*Task to carry out:* Reproduce a passage from the assignment description below. Start at the words "- Implement an" and stop after "on these options.".

Assignment 3 Description
In this assignment, you will learn more about vector space models of semantics (specifically, word embeddings), attention in the context of machine translation, and memory networks. The goals of this assignment are as follows:
- Understand and implement two predictive methods for learning word embeddings.
- Solve two semantic tasks using pretrained word embeddings.
- Implement several methods for attention in neural machine translation.
- Implement an end-to-end memory network for QA.
All parts of the assignment must be submitted by 11PM on Monday 4/2.
Setup
You can work on the assignment in one of three ways: locally on your own machine, on the EECS instructional machines, or on a virtual machine in EC2. See the Assignment 2 Description page for more information on these options.
GPU Resources
GPUs are not required for this assignment but will help to speed up training and processing time for some of the questions.
Working on the assignment
Get V6 of the code as a zip file here Download here.
Start IPython
After you have downloaded the assignment, you should start the Jupyter (IPython) notebook server from the assignment3
directory, with the jupyter notebook
command. There are cells in appropriate places in each notebook that serve to download data and pretrained weights.
Some Notes
NOTE 1: The assignment3
code has been tested to be compatible with python versions 3.5
and 3.6
(it may work with other versions of 3.x
, but we won’t be officially supporting them). For this assignment, we are NOT officially supporting python2. Use it at your own risk. You will need to make sure that during your virtualenv
setup that the correct version of python
is used. You can confirm your python version by (1) activating your virtualenv and (2) running python --version
.
NOTE 2: We will be using the latest version of TensorFlow (1.6), and we will be discouraging the use of high-level abstractions from the tf.nn
module. We will not be using PyTorch for this assignment.
NOTE 3: If you are working in a virtual environment on OSX, you may potentially encounter errors with matplotlib due to the issues described here (Links to an external site.). In our testing, it seems that this issue is no longer present with the most recent version of matplotlib, but if you do end up running into this issue you may have to use the start_ipython_osx.sh
script from the assignment3
directory (instead of jupyter notebook
above) to launch your IPython notebook server. Note that you may have to modify some variables within the script to match your version of python/installation directory. The script assumes that your virtual environment is named .env
.

*Data:*

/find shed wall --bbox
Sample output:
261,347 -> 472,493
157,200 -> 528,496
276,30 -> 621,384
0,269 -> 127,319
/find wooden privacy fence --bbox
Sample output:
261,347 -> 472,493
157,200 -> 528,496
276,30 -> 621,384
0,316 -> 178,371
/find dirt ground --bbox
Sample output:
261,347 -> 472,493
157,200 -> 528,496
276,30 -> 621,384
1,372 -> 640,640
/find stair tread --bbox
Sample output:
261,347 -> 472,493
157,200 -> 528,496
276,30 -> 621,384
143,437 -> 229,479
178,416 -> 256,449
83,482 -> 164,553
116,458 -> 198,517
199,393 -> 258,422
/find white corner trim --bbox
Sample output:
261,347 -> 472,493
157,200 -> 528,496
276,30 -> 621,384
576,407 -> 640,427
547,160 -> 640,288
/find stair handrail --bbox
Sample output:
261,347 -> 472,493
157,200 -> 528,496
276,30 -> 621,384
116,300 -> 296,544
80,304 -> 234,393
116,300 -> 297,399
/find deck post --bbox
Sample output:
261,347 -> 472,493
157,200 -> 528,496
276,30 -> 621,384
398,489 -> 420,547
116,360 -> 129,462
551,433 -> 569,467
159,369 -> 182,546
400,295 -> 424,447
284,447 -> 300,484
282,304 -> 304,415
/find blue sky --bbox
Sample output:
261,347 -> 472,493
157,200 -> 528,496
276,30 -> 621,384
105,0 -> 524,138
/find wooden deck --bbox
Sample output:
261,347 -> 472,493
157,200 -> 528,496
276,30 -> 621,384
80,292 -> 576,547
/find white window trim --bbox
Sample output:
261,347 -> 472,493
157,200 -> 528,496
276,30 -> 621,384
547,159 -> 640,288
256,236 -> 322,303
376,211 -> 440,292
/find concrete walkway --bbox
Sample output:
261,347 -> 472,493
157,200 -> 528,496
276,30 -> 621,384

*Reply:*
- Implement an end-to-end memory network for QA.
All parts of the assignment must be submitted by 11PM on Monday 4/2.
Setup
You can work on the assignment in one of three ways: locally on your own machine, on the EECS instructional machines, or on a virtual machine in EC2. See the Assignment 2 Description page for more information on these options.